What you need to do
Update the material below by replacing "in this photo" with "in this image" wherever it occurs, leaving everything else as it is. Leave the pictures out of your version.

— START Listed records —

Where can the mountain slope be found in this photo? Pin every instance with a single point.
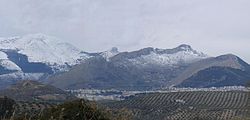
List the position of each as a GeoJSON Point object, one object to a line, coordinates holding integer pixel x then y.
{"type": "Point", "coordinates": [35, 57]}
{"type": "Point", "coordinates": [224, 61]}
{"type": "Point", "coordinates": [28, 90]}
{"type": "Point", "coordinates": [143, 69]}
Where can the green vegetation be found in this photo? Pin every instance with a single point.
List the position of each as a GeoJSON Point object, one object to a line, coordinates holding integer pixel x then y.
{"type": "Point", "coordinates": [6, 107]}
{"type": "Point", "coordinates": [201, 105]}
{"type": "Point", "coordinates": [73, 110]}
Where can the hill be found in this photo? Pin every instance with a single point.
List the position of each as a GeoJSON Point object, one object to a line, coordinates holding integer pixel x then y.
{"type": "Point", "coordinates": [151, 68]}
{"type": "Point", "coordinates": [28, 90]}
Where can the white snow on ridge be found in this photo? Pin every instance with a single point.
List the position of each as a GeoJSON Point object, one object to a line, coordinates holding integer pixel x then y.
{"type": "Point", "coordinates": [9, 65]}
{"type": "Point", "coordinates": [110, 53]}
{"type": "Point", "coordinates": [42, 48]}
{"type": "Point", "coordinates": [3, 55]}
{"type": "Point", "coordinates": [181, 57]}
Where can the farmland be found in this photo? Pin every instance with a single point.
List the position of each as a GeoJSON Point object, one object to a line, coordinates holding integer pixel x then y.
{"type": "Point", "coordinates": [211, 105]}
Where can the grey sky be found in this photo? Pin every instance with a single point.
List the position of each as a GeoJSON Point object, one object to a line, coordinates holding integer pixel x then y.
{"type": "Point", "coordinates": [212, 26]}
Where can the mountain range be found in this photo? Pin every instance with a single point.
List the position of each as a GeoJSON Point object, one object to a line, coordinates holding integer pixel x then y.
{"type": "Point", "coordinates": [45, 58]}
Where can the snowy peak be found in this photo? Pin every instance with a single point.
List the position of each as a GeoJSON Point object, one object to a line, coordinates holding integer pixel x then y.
{"type": "Point", "coordinates": [180, 55]}
{"type": "Point", "coordinates": [43, 48]}
{"type": "Point", "coordinates": [184, 47]}
{"type": "Point", "coordinates": [110, 53]}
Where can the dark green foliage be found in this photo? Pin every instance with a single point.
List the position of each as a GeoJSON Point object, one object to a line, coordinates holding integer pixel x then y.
{"type": "Point", "coordinates": [217, 77]}
{"type": "Point", "coordinates": [199, 105]}
{"type": "Point", "coordinates": [6, 107]}
{"type": "Point", "coordinates": [76, 110]}
{"type": "Point", "coordinates": [28, 90]}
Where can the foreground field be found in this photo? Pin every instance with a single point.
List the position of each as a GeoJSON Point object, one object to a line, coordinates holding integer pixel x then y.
{"type": "Point", "coordinates": [200, 105]}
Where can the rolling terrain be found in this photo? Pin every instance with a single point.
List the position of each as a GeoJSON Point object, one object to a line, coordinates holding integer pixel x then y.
{"type": "Point", "coordinates": [200, 105]}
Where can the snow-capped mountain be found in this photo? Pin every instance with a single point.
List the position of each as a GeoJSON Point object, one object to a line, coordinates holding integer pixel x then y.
{"type": "Point", "coordinates": [180, 55]}
{"type": "Point", "coordinates": [110, 53]}
{"type": "Point", "coordinates": [35, 56]}
{"type": "Point", "coordinates": [45, 49]}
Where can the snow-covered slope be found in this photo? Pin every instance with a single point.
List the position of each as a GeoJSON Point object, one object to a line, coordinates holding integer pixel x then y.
{"type": "Point", "coordinates": [182, 54]}
{"type": "Point", "coordinates": [110, 53]}
{"type": "Point", "coordinates": [45, 49]}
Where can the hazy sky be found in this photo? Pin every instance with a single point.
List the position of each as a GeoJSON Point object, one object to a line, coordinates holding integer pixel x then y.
{"type": "Point", "coordinates": [212, 26]}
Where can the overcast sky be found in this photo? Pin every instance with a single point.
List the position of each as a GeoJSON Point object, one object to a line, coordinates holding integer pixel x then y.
{"type": "Point", "coordinates": [212, 26]}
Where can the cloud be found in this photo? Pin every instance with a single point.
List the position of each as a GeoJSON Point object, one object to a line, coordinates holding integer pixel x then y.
{"type": "Point", "coordinates": [215, 27]}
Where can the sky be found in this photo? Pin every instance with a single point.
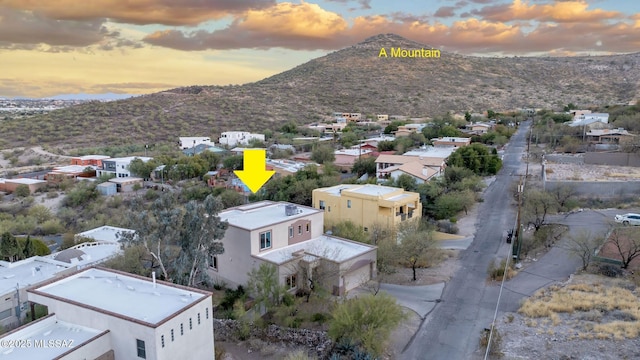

— END Listed records —

Finished exercise
Where can the mountain slope be found in this image? Pin every instance with a single point.
List the position of each as a GeoJSON Point object, one object to a line, coordinates holding integer pixel x then y.
{"type": "Point", "coordinates": [35, 57]}
{"type": "Point", "coordinates": [224, 61]}
{"type": "Point", "coordinates": [28, 90]}
{"type": "Point", "coordinates": [143, 69]}
Where can the green vegetation be found in this image? Pin every instance with a single point.
List the position of each as a GeoJSON Point object, one object to a line, coordinates holding integer pixel x then y.
{"type": "Point", "coordinates": [6, 107]}
{"type": "Point", "coordinates": [201, 105]}
{"type": "Point", "coordinates": [73, 110]}
Where can the hill be found in this image? Pin every instance with a single point.
List the position of each as a GeoJSON Point object, one object to a line, coordinates holding integer pixel x then y.
{"type": "Point", "coordinates": [151, 68]}
{"type": "Point", "coordinates": [28, 90]}
Where can the white snow on ridge be found in this image? Pin every instance with a single point.
List the position of each as a GeoJSON Point object, one object to a line, coordinates holding integer pixel x then y.
{"type": "Point", "coordinates": [9, 65]}
{"type": "Point", "coordinates": [110, 53]}
{"type": "Point", "coordinates": [42, 48]}
{"type": "Point", "coordinates": [3, 55]}
{"type": "Point", "coordinates": [181, 57]}
Where can the farmland be found in this image? Pin every instance with a single point.
List the position of each as a GeoJSON Point object, one object to a line, coordinates holding integer pixel x then y.
{"type": "Point", "coordinates": [211, 105]}
Where can the grey sky be found in this image? Pin every instance with a single point.
List the position of each as a GeoJSON Point object, one object to a line, coordinates holding integer pixel x then y.
{"type": "Point", "coordinates": [212, 26]}
Where can the mountain range be found in this image? Pin every instance with a single point.
List the position of each as a GeoJSON Point object, one object to a line, coordinates holding integer pixel x then y.
{"type": "Point", "coordinates": [45, 58]}
Where can the snowy peak be found in this image? Pin every instance with a single point.
List the position of each as a GeoJSON Point object, one object to a line, coordinates holding integer pixel x then y.
{"type": "Point", "coordinates": [180, 55]}
{"type": "Point", "coordinates": [43, 48]}
{"type": "Point", "coordinates": [184, 47]}
{"type": "Point", "coordinates": [110, 53]}
Where can the dark green foliage be found in this image? Pin every instance with a single point.
List the position of each as a GeoJSON Point object, one object to a line, coordinates holding integer pixel x then y.
{"type": "Point", "coordinates": [217, 77]}
{"type": "Point", "coordinates": [199, 105]}
{"type": "Point", "coordinates": [6, 107]}
{"type": "Point", "coordinates": [76, 110]}
{"type": "Point", "coordinates": [28, 90]}
Where can the foreground field be found in this image? Pin every instance with a single point.
List the position of each as a GeoJSON Point object, one object to a line, coordinates holding integer pixel x then y.
{"type": "Point", "coordinates": [200, 105]}
Where can the rolling terrain be found in this image? Pin every instance with a single point.
List the position of each as a GeoJSON Point object, one object to a line, coordinates holding integer pixel x then y.
{"type": "Point", "coordinates": [200, 105]}
Where can the snow-capped mountain be found in this image? Pin every instance with a single point.
List the position of each as a GeoJSON Point object, one object to a line, coordinates holding integer pixel x then y.
{"type": "Point", "coordinates": [180, 55]}
{"type": "Point", "coordinates": [110, 53]}
{"type": "Point", "coordinates": [35, 56]}
{"type": "Point", "coordinates": [45, 49]}
Where can the snow-covered slope be found in this image? Pin every instance with a single point.
List the position of each as a GeoJSON Point object, one object to a line, coordinates holding integer pixel x then y.
{"type": "Point", "coordinates": [182, 54]}
{"type": "Point", "coordinates": [110, 53]}
{"type": "Point", "coordinates": [45, 49]}
Where can the hazy sky be found in this image? Pin every instance with a single point.
List the position of each as a GeoJSON Point object, one object to a line, coordinates holding integer pixel x then y.
{"type": "Point", "coordinates": [212, 26]}
Where can the overcast sky be found in this image? Pin every instance with a single point.
List the position of each as a GeoJSON Point object, one object to a line, coordinates holding integer pixel x then y.
{"type": "Point", "coordinates": [212, 26]}
Where can the cloud be found in this image? Pin every instance with a single point.
List the position of each as a GeoJSON Point object, one object to a line, coordinates holding integer pixel x then y.
{"type": "Point", "coordinates": [215, 27]}
Where can the sky be found in this image? Pin every instance with a single point.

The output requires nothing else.